Aim of the exercise: Count the lines in the rows below that contain the string "road", treating uppercase and lowercase letters as different. Give only the number.

Rows taken from a pointing dataset
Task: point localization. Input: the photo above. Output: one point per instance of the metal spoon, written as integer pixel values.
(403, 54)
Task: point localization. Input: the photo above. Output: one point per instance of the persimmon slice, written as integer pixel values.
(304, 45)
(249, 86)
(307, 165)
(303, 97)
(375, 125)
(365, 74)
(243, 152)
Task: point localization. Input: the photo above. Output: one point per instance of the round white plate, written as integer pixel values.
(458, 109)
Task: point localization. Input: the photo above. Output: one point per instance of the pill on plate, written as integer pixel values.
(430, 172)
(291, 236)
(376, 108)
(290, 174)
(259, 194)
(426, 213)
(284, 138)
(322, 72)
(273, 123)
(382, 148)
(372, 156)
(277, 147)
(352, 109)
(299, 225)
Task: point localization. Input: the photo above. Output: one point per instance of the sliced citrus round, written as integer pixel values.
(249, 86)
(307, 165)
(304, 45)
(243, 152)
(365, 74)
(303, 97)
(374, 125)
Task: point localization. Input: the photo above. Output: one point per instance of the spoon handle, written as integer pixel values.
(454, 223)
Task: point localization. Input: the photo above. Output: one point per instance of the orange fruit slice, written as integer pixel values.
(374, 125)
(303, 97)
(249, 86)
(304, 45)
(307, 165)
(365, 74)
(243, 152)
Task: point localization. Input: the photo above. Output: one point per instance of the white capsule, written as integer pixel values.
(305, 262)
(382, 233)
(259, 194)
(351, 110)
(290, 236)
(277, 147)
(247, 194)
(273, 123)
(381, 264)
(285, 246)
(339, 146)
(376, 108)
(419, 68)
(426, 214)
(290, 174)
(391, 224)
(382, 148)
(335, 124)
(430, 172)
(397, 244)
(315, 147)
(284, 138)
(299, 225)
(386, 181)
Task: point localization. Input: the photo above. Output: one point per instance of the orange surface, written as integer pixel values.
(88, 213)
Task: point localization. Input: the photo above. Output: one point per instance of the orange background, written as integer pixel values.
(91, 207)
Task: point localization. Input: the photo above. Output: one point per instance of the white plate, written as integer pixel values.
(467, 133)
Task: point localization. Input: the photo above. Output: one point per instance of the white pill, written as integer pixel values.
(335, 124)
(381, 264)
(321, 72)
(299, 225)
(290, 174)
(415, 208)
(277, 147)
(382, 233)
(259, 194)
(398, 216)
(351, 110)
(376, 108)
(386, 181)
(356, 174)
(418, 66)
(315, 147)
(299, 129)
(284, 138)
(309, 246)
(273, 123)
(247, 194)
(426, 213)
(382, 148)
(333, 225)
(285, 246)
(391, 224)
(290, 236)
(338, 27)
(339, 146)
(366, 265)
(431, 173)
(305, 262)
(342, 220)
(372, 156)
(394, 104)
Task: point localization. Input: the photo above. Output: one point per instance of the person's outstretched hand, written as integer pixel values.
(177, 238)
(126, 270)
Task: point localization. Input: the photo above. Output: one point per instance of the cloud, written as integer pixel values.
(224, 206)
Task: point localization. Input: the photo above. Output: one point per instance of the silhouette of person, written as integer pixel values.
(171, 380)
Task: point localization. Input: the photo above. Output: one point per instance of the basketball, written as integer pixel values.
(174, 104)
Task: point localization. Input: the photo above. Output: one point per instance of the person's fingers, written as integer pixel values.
==
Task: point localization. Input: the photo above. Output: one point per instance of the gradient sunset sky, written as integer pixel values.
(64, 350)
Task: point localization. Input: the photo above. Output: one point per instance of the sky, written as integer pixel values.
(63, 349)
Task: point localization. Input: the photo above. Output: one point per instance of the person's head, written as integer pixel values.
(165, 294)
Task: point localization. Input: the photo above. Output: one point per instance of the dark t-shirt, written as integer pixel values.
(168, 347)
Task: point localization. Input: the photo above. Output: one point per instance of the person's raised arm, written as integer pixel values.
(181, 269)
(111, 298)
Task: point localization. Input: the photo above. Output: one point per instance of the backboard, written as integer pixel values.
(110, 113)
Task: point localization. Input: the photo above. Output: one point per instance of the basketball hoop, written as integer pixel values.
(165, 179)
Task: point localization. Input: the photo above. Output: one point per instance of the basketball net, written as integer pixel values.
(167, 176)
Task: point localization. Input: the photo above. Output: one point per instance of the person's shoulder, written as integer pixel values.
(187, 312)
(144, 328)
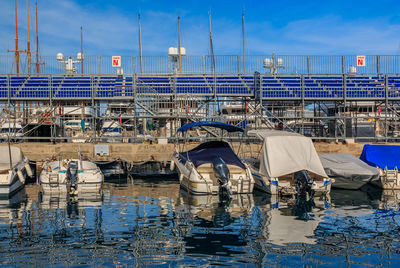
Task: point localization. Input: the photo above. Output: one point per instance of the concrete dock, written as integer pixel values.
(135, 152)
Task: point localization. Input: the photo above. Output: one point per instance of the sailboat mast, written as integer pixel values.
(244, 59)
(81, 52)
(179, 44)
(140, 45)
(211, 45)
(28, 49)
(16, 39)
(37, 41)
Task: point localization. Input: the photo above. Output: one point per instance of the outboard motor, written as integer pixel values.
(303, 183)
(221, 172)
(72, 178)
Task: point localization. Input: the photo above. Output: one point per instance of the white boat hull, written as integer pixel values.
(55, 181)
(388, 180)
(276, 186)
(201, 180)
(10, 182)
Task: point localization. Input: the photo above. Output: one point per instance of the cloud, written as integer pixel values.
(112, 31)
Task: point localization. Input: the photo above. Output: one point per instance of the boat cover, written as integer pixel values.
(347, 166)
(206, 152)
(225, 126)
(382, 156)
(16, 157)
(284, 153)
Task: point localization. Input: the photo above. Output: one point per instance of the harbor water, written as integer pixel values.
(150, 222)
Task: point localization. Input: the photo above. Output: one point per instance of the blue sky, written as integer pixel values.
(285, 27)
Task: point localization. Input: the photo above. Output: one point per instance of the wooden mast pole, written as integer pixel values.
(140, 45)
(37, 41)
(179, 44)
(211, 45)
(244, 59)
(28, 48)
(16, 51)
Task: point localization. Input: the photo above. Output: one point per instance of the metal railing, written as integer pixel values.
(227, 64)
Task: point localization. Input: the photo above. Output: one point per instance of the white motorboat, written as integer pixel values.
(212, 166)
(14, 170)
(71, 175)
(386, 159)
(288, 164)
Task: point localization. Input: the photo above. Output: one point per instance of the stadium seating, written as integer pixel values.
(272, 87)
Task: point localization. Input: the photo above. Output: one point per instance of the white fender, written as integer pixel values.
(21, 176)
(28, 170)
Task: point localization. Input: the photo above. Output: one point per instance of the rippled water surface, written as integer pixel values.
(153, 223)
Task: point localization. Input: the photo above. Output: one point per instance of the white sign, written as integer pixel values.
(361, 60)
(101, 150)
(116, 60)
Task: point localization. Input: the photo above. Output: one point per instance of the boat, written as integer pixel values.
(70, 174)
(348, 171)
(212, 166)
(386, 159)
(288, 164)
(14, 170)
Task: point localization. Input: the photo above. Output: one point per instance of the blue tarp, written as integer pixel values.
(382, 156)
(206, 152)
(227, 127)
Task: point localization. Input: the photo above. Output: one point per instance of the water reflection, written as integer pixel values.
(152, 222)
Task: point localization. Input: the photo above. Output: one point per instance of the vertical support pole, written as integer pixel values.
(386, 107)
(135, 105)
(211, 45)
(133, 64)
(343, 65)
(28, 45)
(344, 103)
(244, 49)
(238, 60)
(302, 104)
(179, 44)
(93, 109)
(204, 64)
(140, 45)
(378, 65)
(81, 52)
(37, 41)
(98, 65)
* * *
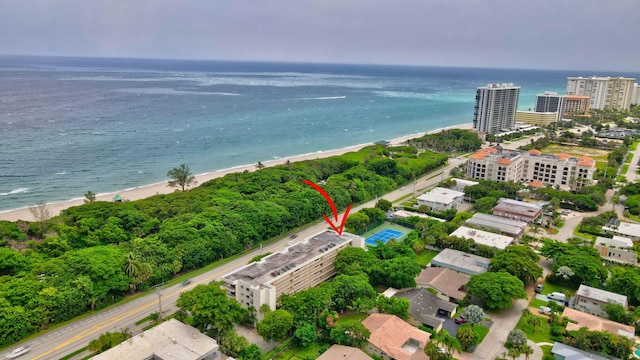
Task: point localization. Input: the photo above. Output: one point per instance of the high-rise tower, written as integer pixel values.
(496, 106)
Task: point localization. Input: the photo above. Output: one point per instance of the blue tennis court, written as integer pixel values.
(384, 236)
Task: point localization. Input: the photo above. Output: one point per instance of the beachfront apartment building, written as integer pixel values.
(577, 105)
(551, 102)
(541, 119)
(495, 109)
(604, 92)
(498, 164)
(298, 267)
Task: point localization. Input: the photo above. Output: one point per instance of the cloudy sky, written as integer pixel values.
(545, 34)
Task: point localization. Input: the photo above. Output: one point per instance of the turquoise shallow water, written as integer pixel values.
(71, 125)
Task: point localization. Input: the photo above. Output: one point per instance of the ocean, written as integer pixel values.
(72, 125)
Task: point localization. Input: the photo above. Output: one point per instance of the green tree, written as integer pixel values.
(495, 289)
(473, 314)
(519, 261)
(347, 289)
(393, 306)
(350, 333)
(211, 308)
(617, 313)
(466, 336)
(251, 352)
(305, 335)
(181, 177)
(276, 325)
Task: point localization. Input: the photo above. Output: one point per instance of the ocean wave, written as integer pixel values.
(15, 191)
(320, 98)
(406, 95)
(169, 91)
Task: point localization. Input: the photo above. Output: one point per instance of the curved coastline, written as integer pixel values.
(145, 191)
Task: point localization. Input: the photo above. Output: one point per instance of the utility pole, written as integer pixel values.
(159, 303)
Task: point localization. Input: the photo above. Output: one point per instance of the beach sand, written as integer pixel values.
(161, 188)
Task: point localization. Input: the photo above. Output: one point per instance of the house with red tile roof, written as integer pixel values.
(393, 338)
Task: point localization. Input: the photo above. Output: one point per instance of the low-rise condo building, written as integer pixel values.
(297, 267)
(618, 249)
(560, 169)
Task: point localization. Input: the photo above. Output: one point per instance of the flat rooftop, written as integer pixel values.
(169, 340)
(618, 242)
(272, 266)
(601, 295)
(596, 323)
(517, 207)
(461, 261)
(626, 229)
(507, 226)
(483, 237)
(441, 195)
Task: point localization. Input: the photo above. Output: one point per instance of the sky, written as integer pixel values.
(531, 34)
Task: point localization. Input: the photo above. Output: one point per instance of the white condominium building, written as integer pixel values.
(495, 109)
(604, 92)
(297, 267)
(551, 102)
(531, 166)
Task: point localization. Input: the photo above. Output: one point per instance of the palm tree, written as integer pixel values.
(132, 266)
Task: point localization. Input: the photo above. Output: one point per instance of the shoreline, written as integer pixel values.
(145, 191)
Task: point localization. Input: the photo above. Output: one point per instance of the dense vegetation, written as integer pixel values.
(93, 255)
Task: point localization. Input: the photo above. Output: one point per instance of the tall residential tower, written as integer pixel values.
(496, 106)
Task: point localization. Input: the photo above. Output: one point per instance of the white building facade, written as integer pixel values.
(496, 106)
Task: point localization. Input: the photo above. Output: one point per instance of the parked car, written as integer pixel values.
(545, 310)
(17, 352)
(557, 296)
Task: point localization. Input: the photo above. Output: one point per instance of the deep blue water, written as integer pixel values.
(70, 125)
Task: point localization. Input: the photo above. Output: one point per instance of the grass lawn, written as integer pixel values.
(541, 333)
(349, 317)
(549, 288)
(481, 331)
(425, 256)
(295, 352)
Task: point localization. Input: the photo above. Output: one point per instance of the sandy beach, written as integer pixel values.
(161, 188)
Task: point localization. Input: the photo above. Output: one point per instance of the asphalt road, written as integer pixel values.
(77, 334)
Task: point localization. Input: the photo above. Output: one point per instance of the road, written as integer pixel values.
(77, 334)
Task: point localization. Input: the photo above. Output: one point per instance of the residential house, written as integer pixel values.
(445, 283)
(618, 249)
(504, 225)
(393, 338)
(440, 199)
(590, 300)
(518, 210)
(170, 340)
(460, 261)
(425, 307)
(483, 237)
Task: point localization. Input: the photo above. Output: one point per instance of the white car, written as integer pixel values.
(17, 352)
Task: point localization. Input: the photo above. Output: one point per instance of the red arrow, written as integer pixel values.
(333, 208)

Exercise answer: 2